>> Start
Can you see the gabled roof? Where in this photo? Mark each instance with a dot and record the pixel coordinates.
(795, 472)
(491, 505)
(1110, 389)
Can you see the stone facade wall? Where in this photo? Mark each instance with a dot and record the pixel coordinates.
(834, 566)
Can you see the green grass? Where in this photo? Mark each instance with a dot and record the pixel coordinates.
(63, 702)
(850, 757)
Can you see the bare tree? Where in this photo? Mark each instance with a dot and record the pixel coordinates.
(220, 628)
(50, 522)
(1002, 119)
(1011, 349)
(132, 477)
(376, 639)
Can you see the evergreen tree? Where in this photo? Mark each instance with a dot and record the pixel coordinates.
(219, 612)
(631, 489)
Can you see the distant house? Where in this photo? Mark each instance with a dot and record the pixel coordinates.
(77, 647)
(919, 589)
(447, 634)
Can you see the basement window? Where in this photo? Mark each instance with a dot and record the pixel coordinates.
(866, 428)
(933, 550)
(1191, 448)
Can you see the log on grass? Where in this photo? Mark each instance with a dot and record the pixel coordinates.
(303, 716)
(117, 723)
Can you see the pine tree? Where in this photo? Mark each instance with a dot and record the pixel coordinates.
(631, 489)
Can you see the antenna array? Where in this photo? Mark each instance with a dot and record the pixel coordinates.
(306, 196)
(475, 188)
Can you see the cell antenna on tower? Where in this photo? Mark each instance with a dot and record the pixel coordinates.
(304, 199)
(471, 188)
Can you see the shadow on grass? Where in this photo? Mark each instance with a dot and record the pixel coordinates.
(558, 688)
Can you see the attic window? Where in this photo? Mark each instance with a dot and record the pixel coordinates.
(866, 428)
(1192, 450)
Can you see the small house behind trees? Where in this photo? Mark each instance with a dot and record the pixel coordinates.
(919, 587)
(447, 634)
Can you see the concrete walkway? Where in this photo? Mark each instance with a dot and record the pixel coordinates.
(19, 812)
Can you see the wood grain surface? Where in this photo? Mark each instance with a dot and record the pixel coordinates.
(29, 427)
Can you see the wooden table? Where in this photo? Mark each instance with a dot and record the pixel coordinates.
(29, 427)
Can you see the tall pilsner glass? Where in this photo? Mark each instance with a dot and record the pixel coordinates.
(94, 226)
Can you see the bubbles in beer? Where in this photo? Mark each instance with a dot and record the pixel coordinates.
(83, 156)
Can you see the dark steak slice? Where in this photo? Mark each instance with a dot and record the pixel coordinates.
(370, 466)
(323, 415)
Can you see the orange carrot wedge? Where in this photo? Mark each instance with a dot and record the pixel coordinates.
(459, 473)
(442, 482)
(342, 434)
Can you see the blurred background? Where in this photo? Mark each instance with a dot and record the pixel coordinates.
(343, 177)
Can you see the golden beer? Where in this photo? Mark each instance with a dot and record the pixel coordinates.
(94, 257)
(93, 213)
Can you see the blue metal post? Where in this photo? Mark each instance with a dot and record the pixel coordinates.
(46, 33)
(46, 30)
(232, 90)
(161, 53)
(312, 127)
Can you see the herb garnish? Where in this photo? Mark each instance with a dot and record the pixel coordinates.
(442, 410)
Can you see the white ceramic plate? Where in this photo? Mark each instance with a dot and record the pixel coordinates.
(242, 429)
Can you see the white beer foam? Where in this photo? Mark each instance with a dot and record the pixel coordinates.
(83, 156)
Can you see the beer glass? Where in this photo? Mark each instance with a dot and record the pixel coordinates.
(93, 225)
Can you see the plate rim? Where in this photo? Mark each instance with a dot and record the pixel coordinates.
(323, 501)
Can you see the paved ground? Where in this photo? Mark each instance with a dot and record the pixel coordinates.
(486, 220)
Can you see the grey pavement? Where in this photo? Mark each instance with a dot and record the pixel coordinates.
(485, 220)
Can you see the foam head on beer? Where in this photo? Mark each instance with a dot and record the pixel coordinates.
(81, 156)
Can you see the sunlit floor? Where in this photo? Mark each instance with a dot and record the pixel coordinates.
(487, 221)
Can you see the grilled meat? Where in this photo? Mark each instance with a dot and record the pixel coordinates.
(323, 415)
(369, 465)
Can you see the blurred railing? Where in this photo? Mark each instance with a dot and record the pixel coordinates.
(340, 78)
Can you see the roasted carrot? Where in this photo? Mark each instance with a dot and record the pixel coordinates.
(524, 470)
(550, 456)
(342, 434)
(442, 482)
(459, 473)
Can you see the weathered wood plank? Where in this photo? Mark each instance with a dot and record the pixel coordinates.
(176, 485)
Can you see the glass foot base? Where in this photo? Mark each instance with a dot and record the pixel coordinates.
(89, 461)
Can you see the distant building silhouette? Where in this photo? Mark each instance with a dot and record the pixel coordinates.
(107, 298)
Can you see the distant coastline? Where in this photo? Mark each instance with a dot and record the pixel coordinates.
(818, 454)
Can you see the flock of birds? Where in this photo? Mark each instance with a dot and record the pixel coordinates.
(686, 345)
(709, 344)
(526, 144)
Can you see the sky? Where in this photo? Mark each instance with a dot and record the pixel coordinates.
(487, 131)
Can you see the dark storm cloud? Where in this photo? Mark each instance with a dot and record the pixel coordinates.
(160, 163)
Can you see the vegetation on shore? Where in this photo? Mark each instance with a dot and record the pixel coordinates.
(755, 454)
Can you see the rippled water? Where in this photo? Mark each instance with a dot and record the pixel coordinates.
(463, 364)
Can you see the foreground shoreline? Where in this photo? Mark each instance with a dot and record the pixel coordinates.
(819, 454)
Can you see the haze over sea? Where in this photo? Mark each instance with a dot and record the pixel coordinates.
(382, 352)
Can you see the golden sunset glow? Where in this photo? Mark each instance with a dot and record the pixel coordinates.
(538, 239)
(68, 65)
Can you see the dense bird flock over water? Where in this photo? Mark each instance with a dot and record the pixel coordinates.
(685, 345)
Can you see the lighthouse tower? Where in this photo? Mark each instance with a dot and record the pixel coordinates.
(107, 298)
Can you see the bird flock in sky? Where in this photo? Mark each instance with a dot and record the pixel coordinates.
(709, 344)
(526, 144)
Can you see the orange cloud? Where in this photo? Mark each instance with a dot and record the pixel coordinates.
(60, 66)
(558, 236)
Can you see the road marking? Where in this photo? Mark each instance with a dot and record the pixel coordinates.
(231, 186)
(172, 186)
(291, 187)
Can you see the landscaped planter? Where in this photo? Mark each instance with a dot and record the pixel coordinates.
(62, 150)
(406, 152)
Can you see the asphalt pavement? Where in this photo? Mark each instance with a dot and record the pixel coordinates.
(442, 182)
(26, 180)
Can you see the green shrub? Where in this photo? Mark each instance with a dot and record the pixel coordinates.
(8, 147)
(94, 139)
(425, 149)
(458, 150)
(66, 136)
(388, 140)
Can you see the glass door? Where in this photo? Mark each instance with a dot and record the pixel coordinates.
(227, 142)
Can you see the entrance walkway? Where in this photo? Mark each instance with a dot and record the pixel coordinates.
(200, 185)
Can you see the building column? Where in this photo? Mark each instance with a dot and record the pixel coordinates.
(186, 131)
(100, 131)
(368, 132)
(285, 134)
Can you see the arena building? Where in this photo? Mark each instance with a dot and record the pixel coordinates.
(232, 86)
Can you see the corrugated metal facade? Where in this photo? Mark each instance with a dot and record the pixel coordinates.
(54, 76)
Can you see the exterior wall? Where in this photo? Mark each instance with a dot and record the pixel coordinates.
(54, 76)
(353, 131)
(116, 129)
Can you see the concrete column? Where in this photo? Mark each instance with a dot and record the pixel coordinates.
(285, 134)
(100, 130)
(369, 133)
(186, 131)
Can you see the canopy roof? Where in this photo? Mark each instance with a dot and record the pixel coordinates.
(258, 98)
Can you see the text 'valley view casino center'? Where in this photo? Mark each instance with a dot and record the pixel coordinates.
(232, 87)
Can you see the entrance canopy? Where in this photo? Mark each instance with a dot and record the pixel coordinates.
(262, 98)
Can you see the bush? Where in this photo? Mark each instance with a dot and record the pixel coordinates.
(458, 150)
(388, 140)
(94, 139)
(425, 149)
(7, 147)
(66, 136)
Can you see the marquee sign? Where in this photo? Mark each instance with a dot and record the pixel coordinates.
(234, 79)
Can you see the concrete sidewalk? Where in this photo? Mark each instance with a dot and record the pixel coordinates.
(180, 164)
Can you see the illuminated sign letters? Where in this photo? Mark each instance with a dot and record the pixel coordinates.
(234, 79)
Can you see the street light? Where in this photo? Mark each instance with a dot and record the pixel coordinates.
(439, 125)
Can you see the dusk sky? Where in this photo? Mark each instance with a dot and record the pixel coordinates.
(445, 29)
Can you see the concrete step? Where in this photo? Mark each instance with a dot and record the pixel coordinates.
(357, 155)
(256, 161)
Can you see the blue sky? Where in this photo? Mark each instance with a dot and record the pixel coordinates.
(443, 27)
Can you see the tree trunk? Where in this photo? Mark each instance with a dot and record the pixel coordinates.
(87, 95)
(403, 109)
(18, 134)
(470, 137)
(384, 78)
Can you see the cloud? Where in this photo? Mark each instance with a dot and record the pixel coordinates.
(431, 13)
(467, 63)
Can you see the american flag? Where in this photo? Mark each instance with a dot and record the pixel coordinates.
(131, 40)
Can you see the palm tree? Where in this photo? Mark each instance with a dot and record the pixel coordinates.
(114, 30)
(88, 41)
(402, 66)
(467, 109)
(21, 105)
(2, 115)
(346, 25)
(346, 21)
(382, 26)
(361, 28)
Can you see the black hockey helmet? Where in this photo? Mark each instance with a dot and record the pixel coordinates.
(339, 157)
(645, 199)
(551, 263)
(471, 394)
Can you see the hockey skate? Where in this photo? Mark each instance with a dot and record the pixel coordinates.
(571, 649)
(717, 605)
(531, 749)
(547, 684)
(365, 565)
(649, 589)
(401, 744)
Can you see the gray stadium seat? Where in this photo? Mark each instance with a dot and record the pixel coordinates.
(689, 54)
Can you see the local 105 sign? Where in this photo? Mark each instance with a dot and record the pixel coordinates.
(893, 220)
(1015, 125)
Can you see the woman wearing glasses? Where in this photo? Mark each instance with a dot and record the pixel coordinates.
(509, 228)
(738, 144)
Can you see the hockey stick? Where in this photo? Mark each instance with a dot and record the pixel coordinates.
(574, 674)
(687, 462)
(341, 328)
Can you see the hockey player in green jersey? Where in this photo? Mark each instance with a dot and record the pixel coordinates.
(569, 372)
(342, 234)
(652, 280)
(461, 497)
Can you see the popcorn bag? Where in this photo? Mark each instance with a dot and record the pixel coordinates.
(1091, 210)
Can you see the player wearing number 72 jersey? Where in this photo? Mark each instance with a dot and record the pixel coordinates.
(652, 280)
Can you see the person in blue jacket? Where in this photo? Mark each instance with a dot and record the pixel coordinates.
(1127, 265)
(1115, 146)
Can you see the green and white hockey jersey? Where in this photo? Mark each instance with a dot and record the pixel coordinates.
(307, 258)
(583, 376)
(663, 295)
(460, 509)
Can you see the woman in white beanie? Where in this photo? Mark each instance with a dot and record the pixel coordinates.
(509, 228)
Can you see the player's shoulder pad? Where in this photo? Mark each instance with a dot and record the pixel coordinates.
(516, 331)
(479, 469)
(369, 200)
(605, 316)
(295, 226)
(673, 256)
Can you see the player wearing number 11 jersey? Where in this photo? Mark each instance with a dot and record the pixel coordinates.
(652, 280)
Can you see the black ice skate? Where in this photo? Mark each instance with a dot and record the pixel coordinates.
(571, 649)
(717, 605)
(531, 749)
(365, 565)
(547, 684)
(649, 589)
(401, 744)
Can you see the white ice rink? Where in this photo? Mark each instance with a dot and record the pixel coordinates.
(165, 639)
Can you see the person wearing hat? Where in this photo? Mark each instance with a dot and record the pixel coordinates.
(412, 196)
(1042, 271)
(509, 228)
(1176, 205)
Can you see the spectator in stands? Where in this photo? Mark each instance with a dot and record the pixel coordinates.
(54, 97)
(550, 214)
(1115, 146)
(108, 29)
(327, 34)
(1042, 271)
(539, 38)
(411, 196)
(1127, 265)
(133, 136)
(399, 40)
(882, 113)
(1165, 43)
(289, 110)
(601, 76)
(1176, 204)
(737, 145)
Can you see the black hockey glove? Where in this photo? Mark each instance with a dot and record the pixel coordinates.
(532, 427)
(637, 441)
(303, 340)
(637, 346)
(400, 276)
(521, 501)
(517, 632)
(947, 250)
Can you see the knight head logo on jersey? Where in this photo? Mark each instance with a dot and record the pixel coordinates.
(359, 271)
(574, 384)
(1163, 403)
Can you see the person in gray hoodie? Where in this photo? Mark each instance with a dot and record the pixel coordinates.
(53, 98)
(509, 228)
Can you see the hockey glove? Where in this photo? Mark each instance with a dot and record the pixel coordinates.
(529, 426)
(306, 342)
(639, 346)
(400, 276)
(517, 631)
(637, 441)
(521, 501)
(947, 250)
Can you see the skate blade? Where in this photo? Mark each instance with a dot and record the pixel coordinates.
>> End
> Written problem
Rewrite the lines starting at the first one and ending at the line containing "(1191, 448)", changing every "dot" to "small circle" and keeping everything else the same.

> Solution
Can you see the gabled roof? Where in this photo? Mark each instance with a small circle and record the pixel coordinates.
(795, 472)
(491, 505)
(1110, 389)
Can you see the stone facade wall? Where in this photo? Mark each instance with a small circle and record the pixel coordinates.
(834, 566)
Can you see the green grass? Where in this photo? Mark each instance with a small circle and record the pixel coordinates.
(63, 702)
(850, 757)
Can you see the bare tree? Where in this photo? Mark each instance with a small circle and record the pixel coordinates.
(220, 628)
(50, 522)
(1002, 119)
(1011, 349)
(132, 477)
(376, 639)
Can you see the evergreen tree? Where in this photo? Mark each instance with a small circle and record the pixel coordinates.
(219, 612)
(631, 489)
Can you see the distant house? Where in this photo? Mark each instance with a small circle and record the pixel coordinates.
(77, 647)
(919, 589)
(447, 634)
Can you see the basement window? Where in this photo? Mark each instance with a small circle and record the pixel coordinates.
(866, 428)
(933, 550)
(1191, 448)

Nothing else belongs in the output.